Task: Copy the listing from the line with "Would you mind marking the white snow" up to and including the line with "(1002, 919)", putting "flat stone slab" in place of "flat rock slab" and leaving everything else the same. Give only those lines.

Provided information:
[start]
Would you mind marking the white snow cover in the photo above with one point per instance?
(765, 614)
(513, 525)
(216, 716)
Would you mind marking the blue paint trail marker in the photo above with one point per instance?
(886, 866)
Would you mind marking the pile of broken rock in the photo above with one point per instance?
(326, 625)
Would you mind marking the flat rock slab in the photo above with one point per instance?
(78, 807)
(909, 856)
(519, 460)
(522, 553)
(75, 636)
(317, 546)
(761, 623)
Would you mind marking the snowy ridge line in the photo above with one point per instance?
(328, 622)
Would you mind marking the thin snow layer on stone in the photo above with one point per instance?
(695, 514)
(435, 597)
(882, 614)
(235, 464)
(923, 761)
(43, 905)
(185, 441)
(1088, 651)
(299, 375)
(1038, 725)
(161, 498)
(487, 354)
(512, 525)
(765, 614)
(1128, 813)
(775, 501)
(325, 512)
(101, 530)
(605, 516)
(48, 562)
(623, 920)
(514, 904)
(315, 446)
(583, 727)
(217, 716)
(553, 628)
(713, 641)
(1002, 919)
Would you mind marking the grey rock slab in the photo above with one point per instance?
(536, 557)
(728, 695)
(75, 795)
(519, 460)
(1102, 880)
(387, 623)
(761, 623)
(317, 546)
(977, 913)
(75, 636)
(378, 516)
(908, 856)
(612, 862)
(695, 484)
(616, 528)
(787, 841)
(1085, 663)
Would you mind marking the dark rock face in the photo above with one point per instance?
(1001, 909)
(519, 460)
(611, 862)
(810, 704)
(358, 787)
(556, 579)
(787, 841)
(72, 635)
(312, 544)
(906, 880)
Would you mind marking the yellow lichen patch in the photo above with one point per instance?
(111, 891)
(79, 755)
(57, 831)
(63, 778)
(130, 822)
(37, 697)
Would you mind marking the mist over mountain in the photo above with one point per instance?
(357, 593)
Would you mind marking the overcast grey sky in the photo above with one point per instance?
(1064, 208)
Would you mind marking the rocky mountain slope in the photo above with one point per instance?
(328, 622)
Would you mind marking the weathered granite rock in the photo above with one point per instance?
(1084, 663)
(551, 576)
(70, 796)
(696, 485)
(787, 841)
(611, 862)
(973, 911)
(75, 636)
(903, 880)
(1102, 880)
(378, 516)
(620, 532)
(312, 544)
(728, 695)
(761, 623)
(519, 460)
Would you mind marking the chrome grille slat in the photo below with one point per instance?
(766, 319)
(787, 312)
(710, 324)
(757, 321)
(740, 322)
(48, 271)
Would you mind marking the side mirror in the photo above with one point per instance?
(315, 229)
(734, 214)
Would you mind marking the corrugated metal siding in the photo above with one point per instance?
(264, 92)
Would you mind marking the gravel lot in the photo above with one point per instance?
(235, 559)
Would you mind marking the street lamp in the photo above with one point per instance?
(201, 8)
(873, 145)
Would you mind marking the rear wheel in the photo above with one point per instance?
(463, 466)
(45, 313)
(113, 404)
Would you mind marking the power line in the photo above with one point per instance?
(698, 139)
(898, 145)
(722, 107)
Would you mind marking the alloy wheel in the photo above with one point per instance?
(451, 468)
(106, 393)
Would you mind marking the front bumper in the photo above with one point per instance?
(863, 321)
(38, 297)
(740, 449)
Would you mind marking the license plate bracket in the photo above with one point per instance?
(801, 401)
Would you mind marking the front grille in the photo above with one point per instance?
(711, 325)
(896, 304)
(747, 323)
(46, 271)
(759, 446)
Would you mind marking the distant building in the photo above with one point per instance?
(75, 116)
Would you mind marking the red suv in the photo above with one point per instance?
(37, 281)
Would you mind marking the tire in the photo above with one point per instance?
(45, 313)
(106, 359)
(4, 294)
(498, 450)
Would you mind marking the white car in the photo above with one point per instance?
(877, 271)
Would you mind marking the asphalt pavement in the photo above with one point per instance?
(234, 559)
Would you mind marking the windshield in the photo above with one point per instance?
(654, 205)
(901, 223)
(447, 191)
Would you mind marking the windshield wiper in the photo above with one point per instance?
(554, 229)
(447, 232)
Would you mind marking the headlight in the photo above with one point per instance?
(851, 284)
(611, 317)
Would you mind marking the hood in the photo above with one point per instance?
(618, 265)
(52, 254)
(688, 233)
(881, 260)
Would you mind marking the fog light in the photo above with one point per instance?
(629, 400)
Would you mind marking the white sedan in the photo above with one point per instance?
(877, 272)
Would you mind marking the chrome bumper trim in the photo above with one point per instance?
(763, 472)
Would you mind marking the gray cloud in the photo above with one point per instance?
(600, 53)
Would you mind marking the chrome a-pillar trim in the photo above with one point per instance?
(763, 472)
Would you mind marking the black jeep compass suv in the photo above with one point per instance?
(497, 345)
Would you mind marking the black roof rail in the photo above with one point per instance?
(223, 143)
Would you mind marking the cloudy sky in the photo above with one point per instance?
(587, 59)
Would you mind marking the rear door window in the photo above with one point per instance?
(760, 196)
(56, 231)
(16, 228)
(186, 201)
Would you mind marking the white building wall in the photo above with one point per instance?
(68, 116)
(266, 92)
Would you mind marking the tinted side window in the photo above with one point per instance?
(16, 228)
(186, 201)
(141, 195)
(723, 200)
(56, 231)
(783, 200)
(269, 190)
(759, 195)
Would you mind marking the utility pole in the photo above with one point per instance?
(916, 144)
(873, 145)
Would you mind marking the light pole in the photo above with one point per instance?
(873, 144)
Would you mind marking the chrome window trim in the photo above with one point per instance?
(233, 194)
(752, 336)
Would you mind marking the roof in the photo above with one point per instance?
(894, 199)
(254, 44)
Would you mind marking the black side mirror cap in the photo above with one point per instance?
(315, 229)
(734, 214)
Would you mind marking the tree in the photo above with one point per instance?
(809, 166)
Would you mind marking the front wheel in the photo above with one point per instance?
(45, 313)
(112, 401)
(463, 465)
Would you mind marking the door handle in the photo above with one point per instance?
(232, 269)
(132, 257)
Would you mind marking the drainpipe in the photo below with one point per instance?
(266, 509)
[end]
[start]
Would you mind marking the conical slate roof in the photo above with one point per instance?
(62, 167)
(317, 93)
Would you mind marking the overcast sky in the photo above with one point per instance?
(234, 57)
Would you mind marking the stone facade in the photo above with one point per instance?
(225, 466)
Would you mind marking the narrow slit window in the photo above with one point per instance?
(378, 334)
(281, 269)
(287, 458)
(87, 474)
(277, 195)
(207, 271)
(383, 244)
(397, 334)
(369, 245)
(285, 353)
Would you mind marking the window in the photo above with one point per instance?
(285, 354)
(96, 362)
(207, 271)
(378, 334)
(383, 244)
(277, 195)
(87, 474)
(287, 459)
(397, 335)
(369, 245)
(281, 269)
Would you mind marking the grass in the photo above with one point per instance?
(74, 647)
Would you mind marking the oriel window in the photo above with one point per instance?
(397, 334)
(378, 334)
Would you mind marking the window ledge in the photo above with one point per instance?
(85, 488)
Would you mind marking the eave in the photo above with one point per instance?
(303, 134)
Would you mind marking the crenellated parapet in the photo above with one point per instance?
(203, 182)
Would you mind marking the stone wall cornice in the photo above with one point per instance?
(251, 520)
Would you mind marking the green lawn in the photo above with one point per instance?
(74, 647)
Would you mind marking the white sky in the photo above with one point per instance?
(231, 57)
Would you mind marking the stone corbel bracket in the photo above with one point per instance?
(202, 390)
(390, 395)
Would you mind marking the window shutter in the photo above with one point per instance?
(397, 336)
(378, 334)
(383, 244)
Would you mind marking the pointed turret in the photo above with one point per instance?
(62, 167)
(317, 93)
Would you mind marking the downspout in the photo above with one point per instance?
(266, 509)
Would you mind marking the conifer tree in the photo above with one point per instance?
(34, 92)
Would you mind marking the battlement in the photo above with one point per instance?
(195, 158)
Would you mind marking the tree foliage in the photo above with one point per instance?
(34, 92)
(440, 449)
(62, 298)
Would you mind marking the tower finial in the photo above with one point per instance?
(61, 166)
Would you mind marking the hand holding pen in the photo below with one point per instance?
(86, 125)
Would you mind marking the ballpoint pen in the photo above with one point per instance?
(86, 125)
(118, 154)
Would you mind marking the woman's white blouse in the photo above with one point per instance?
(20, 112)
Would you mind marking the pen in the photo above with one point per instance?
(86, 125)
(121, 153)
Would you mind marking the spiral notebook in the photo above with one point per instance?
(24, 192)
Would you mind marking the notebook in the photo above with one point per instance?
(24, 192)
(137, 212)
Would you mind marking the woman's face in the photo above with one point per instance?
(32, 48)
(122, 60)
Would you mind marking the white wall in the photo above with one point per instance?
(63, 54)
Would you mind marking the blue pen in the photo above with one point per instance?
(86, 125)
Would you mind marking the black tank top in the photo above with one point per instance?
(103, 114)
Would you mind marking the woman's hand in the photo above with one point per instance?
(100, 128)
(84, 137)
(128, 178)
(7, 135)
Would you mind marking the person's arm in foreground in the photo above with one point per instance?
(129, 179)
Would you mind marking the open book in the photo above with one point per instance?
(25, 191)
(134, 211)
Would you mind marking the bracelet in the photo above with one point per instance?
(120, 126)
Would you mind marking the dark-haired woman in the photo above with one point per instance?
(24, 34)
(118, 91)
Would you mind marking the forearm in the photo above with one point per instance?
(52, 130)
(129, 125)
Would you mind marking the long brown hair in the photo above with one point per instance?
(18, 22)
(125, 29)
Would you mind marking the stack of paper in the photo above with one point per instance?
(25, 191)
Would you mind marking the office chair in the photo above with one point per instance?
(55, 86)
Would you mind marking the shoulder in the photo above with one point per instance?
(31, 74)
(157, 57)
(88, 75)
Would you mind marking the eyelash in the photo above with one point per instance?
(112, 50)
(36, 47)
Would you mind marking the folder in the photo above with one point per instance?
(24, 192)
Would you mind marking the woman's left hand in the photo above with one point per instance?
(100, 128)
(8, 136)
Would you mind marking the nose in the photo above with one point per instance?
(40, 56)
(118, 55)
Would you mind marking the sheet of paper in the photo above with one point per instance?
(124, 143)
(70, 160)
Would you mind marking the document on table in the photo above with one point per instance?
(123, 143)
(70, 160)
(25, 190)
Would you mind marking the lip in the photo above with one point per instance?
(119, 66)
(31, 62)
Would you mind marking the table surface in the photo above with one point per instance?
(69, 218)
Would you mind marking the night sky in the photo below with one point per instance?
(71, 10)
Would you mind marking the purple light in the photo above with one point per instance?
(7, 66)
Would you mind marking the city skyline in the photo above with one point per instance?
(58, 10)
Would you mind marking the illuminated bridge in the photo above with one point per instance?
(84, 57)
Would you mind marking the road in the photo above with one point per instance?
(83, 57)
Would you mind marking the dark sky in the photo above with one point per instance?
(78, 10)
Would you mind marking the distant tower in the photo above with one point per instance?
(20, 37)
[end]
Problem solution:
Would you mind marking the white snow cover in the photo above with one point per instance?
(765, 614)
(513, 525)
(216, 716)
Would you mind marking the blue paint trail marker in the photo above with one point per instance?
(886, 866)
Would you mind marking the pile of broken rock in the photo above with one point per instance?
(326, 625)
Would you mind marking the flat stone slab in the photo above with one point per instance?
(78, 807)
(909, 856)
(519, 460)
(522, 553)
(75, 636)
(317, 546)
(761, 623)
Would you mind marking the snowy ridge line in the photo above with one point per instance?
(328, 622)
Would you mind marking the thin snow layer on stone in the photo above with one point per instance?
(695, 514)
(435, 597)
(882, 614)
(235, 464)
(923, 761)
(43, 905)
(185, 441)
(1088, 651)
(299, 375)
(1038, 725)
(161, 498)
(487, 354)
(512, 525)
(765, 614)
(1128, 813)
(775, 501)
(325, 512)
(101, 530)
(605, 516)
(48, 562)
(623, 920)
(514, 904)
(315, 446)
(583, 727)
(217, 716)
(553, 628)
(713, 641)
(1002, 919)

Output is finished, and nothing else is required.